• [Short task]:
Pick out and copy every line in the records below that contains the word "firework". Case counts.

• [Entries provided]:
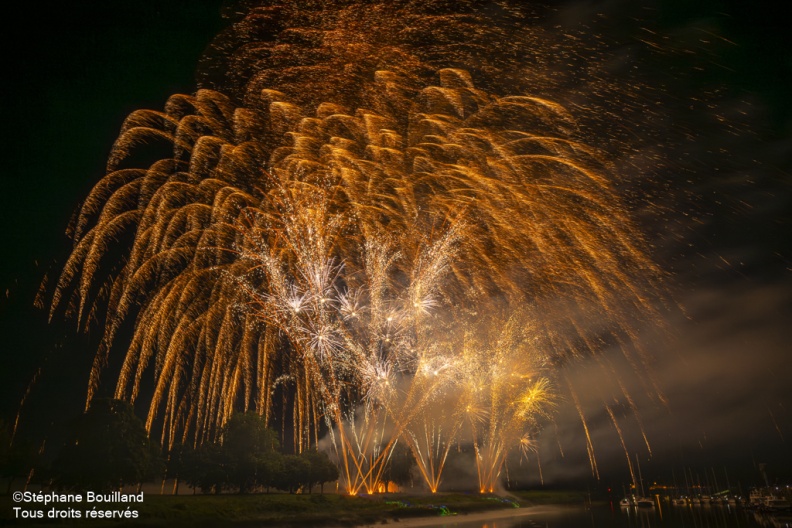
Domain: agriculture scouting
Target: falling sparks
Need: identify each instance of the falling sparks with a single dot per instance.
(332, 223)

---

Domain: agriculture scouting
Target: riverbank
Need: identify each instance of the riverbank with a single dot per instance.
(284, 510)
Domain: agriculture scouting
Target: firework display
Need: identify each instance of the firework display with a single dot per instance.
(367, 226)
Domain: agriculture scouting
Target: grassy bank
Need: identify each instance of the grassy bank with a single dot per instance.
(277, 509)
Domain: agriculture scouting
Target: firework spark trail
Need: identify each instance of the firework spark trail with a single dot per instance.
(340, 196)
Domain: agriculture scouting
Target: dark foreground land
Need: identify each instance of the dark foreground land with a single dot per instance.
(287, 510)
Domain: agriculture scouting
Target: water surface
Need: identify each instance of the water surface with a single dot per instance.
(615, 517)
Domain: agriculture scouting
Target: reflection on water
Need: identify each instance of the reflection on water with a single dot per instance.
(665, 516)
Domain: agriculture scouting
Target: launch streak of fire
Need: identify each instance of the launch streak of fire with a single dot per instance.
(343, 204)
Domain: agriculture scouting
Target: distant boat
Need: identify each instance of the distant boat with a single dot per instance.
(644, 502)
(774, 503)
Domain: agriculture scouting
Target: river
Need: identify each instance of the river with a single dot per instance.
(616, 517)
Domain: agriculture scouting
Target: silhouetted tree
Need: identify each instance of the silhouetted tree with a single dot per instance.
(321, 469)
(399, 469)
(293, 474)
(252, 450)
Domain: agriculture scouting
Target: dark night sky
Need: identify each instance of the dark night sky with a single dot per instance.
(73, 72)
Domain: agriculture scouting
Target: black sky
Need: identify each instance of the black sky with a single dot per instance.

* * *

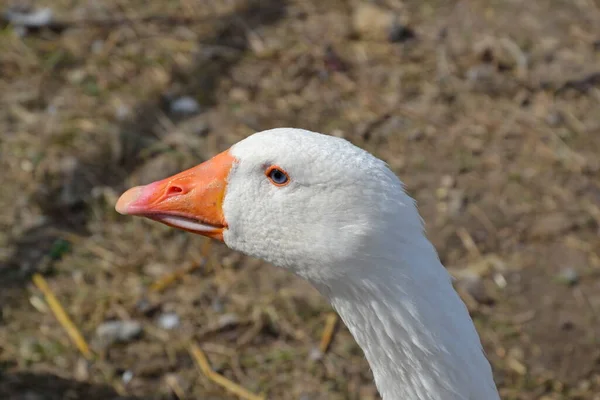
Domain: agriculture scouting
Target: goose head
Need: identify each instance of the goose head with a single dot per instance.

• [Exercise solution]:
Target: firework display
Need: identify each instance of the firework display with a single dot per instance.
Target: firework spark trail
Need: identify each instance of the firework spark trail with a single dot per instance.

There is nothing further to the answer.